* INFORMATION SUPPLIED:
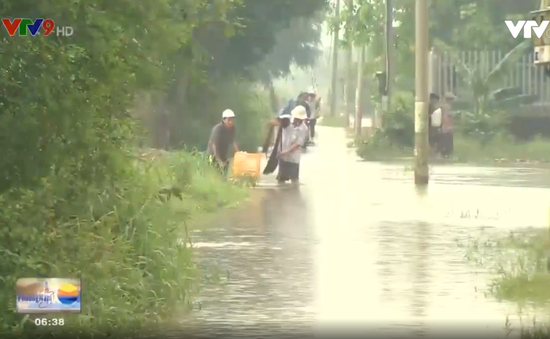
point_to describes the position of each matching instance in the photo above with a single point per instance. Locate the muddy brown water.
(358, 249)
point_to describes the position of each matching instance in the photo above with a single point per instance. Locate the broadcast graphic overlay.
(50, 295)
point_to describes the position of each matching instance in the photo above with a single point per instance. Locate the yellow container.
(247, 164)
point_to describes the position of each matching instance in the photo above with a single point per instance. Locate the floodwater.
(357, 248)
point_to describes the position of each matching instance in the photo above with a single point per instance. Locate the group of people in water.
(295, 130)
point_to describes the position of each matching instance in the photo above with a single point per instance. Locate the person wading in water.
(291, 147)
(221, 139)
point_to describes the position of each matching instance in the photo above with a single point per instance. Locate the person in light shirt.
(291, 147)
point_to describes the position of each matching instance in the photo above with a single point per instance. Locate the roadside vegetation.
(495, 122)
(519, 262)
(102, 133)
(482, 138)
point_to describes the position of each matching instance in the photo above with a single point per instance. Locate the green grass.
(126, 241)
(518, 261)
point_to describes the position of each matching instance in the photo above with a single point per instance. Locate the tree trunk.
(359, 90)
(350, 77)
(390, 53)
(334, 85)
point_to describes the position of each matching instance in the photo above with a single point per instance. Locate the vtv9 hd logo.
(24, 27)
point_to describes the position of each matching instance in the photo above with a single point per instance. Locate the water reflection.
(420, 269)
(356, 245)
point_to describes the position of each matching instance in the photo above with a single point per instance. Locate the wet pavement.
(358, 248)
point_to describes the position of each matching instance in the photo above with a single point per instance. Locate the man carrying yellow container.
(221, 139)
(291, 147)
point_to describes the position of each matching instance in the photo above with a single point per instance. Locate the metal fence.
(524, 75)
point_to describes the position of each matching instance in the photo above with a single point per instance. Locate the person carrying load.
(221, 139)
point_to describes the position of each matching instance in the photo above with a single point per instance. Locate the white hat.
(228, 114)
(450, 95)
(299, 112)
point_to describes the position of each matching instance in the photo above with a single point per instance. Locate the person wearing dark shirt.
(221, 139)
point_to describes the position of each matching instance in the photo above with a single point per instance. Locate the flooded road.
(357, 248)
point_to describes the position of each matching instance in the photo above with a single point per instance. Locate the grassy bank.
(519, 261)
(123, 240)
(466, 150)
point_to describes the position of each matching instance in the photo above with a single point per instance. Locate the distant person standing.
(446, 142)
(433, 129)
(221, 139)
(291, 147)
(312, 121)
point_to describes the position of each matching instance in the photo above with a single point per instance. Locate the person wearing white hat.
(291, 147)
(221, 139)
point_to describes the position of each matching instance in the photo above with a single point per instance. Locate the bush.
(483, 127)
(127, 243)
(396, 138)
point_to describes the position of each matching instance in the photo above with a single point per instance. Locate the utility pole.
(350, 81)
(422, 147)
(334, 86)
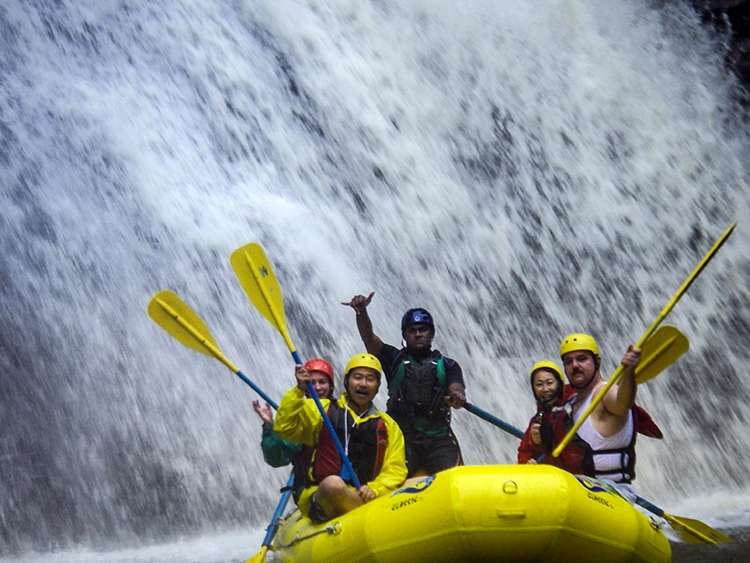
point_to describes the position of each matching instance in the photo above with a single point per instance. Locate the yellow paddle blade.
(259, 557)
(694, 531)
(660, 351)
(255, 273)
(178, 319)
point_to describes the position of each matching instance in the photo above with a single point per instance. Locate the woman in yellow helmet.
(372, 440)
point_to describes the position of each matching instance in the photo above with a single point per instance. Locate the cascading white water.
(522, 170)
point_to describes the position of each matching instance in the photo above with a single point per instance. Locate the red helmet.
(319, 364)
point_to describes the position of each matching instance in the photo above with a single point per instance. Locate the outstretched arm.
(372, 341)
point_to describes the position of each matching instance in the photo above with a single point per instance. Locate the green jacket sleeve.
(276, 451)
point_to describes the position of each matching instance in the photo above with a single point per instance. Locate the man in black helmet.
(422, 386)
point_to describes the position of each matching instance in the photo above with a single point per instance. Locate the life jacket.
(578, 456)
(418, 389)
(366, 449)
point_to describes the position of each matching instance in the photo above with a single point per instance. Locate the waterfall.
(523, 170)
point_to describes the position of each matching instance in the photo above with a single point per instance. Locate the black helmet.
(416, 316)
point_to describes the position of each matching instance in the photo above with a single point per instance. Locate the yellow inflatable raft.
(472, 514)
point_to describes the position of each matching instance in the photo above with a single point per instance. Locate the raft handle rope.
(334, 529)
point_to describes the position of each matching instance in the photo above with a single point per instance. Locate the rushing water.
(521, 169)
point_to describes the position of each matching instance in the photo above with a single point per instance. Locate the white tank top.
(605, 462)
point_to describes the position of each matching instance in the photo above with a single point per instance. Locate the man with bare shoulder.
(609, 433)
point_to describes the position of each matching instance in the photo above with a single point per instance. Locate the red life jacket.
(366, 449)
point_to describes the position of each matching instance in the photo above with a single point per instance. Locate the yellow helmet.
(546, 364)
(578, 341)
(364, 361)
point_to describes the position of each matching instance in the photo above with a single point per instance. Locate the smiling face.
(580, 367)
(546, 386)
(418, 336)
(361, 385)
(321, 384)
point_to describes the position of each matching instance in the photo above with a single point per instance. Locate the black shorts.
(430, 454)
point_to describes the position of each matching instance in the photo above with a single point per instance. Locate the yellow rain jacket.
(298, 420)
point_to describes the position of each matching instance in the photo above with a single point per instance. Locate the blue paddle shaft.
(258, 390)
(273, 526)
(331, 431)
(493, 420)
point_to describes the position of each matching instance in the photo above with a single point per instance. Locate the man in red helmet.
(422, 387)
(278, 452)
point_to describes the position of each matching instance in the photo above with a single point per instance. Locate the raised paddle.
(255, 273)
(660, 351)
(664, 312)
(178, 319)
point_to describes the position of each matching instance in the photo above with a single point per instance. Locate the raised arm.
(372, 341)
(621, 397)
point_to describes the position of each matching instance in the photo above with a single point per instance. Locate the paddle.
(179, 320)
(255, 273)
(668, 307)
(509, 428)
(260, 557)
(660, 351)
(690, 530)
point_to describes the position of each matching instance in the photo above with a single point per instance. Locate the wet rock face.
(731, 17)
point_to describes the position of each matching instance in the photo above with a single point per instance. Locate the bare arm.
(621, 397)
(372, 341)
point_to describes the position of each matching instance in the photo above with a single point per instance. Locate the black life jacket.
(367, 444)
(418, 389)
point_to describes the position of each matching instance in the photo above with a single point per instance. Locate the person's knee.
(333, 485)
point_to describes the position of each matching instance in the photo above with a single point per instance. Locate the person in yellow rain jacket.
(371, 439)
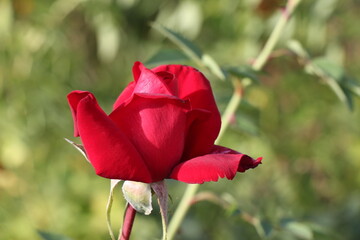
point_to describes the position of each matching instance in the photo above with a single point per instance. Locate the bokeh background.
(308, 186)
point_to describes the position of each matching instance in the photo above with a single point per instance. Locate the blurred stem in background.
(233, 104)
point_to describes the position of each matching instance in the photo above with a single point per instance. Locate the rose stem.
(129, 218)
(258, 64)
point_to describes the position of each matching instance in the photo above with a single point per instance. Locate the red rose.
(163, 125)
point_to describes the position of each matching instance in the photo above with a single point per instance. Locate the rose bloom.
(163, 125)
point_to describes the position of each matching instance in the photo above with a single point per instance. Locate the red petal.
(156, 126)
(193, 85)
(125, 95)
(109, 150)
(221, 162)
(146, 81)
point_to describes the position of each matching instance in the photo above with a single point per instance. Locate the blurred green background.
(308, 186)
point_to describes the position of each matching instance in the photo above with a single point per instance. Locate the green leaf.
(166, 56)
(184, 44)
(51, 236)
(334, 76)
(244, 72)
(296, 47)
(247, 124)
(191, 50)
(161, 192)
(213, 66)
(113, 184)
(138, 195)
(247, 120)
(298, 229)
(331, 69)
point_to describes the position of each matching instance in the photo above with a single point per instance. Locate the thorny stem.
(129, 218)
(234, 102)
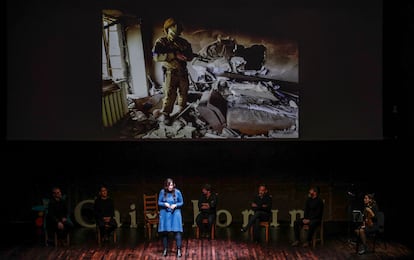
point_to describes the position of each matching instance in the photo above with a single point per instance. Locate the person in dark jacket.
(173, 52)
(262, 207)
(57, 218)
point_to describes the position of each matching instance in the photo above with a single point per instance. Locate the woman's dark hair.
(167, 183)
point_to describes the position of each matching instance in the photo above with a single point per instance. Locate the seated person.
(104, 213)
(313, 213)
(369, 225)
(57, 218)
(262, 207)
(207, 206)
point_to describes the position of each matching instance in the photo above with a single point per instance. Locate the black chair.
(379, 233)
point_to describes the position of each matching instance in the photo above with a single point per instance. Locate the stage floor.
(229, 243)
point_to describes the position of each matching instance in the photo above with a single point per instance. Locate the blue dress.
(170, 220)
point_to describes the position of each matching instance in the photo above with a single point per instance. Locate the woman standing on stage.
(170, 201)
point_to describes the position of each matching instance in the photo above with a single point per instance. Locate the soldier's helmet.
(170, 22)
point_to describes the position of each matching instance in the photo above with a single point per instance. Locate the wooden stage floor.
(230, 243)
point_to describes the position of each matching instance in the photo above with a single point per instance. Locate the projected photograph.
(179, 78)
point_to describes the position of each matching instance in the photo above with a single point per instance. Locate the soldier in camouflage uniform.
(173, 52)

* YOUR GOAL:
Copy out everything from the line containing "in camouflage uniform." down to the end of the items, exactly as it appears.

* EXERCISE ANSWER:
point_to describes the position of each matching instance in the photo above with a single point per instance. Locate the soldier in camouflage uniform.
(173, 52)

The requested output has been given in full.